_MATERIAL PROVIDED_
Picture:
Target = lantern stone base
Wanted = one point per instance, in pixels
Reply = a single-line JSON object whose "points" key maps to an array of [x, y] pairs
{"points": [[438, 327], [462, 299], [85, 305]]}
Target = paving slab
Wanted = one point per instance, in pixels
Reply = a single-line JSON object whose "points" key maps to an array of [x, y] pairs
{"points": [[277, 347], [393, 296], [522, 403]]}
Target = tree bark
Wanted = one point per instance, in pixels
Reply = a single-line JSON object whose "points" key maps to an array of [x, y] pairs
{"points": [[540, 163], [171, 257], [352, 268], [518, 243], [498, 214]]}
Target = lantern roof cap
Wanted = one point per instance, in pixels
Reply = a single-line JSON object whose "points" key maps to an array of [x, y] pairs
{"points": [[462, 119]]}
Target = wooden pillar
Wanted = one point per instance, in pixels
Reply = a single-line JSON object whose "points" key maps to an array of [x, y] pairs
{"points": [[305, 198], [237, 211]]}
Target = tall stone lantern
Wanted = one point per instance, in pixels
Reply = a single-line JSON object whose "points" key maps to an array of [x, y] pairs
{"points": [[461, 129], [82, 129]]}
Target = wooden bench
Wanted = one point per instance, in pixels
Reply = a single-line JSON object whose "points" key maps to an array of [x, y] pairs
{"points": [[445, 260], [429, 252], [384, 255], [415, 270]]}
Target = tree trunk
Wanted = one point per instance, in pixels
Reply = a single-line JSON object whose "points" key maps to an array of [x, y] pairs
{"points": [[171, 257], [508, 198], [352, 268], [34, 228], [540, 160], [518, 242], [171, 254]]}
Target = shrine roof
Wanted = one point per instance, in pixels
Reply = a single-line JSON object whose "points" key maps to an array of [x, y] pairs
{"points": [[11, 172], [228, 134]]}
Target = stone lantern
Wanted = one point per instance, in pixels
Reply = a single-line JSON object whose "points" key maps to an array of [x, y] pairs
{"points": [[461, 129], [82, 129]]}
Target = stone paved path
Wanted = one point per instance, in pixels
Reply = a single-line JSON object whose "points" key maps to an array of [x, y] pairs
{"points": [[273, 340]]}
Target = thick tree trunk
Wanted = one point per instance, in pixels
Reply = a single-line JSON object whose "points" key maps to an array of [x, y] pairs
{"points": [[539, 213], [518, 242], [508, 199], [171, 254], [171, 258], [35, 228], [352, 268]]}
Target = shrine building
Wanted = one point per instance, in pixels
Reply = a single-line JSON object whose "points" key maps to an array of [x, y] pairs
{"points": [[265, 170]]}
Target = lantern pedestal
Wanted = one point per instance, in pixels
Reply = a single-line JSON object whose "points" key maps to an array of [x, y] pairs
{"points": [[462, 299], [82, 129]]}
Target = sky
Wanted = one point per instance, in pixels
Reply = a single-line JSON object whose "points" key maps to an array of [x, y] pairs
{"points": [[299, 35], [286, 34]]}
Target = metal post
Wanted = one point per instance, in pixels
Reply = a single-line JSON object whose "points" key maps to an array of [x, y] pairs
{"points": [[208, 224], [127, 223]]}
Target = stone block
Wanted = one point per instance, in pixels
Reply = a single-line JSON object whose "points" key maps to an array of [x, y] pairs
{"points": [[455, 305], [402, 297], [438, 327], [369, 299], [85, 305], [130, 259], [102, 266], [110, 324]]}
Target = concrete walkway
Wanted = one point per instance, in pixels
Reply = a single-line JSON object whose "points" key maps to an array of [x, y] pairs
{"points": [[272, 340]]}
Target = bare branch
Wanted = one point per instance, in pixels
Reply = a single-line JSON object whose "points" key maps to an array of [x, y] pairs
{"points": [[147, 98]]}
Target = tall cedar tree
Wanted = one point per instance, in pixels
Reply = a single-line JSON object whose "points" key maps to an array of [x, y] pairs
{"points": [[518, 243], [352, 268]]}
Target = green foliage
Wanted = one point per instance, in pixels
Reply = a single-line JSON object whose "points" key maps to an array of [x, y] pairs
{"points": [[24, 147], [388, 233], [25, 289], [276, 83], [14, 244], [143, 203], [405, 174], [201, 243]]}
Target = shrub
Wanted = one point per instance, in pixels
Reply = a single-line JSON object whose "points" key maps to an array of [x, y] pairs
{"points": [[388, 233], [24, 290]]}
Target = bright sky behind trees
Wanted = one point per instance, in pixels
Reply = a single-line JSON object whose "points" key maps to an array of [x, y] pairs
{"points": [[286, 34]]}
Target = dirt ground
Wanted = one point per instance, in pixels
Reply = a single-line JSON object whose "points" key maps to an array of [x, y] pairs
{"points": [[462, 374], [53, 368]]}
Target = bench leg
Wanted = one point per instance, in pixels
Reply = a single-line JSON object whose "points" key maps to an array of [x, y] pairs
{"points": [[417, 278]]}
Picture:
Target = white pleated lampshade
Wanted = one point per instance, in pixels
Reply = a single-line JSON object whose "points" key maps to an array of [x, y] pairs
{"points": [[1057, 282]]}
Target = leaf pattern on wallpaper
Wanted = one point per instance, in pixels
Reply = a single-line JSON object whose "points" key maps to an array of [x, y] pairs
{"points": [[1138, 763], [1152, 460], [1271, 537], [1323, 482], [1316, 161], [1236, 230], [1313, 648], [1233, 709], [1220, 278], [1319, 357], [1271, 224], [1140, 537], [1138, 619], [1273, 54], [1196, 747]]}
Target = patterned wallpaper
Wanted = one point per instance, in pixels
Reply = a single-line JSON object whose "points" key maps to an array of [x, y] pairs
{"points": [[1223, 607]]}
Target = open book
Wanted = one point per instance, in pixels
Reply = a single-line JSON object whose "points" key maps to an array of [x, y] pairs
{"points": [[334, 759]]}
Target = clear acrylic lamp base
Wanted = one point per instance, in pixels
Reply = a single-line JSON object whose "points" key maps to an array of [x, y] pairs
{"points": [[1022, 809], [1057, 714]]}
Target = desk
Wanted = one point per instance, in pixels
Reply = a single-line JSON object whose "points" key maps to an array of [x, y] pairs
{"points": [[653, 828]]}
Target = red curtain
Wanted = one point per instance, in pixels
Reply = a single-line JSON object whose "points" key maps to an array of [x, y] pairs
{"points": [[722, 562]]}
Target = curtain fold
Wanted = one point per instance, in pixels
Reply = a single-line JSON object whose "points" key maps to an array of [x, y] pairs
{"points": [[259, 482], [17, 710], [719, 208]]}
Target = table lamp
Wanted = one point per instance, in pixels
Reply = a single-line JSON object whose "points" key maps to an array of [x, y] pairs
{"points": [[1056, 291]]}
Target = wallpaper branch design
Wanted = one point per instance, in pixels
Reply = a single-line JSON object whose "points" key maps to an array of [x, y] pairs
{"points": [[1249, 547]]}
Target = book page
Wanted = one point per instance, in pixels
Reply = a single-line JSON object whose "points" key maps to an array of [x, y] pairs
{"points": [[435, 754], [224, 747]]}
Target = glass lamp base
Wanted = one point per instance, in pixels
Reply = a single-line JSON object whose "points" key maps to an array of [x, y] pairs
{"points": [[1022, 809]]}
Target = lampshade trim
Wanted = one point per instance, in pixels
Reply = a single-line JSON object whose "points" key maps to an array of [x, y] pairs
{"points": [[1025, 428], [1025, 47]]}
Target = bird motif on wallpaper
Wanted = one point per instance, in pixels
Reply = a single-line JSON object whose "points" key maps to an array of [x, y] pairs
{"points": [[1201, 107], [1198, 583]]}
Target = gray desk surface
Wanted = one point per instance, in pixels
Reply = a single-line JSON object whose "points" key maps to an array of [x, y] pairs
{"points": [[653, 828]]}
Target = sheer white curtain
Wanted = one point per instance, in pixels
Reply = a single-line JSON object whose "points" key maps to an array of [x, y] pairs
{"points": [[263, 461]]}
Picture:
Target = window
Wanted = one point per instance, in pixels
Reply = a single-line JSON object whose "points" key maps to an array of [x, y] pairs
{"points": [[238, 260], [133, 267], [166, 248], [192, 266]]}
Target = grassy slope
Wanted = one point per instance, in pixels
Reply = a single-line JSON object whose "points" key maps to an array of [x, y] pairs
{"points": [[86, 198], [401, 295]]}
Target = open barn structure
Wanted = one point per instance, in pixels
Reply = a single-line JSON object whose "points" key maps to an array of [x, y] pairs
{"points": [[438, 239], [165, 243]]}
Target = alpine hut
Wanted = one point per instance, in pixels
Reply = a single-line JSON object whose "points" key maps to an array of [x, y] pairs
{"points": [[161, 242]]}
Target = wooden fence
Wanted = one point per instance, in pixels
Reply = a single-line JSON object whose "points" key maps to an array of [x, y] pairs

_EXERCISE PROMPT_
What lines in the data include the string "open"? Copy each one.

_TASK SOLUTION_
Target = open book
Target = open barn structure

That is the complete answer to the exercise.